Assignment ▸
Filter the entries below, keeping only lines with "brown".

Material supplied ▸

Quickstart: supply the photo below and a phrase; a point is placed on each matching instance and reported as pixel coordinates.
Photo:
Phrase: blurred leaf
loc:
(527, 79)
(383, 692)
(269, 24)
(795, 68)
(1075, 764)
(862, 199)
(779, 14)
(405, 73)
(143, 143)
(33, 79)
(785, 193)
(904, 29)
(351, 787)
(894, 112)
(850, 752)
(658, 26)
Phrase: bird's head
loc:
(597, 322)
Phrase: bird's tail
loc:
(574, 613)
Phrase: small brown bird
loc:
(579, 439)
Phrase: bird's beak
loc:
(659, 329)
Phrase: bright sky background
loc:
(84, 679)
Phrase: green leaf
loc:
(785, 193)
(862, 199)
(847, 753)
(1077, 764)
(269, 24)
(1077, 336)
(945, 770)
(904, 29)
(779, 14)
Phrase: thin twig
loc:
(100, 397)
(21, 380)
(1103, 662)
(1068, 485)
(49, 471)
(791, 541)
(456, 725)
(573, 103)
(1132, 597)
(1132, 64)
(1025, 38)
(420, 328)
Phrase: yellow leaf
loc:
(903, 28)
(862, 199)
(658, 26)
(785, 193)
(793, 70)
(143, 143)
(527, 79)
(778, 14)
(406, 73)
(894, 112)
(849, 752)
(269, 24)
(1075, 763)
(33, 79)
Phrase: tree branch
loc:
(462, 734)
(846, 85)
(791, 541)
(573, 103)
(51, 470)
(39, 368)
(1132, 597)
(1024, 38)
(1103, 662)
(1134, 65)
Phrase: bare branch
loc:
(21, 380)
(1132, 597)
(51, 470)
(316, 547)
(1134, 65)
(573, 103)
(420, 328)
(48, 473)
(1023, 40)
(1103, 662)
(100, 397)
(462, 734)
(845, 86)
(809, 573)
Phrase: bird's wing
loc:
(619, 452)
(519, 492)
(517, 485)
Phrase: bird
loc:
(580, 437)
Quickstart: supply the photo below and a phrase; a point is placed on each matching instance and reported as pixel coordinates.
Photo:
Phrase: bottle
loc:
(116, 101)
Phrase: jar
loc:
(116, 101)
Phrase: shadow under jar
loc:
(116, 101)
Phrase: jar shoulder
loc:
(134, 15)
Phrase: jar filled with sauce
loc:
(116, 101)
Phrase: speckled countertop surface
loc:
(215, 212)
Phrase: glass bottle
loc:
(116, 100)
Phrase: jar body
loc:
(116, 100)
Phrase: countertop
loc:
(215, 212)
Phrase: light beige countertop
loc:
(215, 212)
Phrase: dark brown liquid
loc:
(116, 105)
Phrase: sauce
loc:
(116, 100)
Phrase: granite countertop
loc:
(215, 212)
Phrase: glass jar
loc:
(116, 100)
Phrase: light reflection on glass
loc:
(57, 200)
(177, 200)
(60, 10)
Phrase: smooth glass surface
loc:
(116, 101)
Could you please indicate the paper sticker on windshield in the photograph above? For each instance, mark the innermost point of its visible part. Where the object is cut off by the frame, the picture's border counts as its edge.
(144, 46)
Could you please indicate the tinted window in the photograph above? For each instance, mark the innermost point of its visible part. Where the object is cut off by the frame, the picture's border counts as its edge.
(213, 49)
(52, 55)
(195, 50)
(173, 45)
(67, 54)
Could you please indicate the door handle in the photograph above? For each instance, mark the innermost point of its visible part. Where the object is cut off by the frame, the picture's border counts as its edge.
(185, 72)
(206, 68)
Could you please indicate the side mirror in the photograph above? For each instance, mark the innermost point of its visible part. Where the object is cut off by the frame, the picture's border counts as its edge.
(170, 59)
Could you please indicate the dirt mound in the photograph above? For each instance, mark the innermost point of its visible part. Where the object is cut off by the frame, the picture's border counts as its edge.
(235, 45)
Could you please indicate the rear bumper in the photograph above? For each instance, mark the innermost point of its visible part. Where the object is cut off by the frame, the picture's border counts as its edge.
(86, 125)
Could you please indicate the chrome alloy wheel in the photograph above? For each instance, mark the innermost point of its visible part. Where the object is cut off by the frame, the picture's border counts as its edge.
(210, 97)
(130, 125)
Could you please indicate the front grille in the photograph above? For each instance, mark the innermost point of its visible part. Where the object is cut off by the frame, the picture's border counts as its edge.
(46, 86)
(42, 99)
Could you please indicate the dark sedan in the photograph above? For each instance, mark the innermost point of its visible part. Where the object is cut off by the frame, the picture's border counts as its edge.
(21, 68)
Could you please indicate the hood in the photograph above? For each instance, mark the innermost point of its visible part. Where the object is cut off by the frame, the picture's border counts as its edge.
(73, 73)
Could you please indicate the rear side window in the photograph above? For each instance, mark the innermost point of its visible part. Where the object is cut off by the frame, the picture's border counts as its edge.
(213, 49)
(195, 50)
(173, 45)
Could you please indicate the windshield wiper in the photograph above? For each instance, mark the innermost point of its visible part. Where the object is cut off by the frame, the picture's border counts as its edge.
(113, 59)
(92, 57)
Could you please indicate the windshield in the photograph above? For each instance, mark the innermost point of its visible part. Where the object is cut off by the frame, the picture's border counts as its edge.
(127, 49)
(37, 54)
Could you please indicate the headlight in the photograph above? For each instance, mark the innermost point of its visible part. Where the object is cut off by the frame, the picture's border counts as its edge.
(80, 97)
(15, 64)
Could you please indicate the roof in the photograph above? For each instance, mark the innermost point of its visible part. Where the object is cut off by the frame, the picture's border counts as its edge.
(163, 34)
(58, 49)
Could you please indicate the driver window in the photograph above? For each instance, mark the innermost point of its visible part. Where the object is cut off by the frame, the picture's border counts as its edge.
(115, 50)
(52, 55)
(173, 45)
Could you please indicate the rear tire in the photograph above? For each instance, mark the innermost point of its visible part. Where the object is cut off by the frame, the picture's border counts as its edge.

Answer space ▸
Phrase: small brown bird
Phrase: dark brown liquid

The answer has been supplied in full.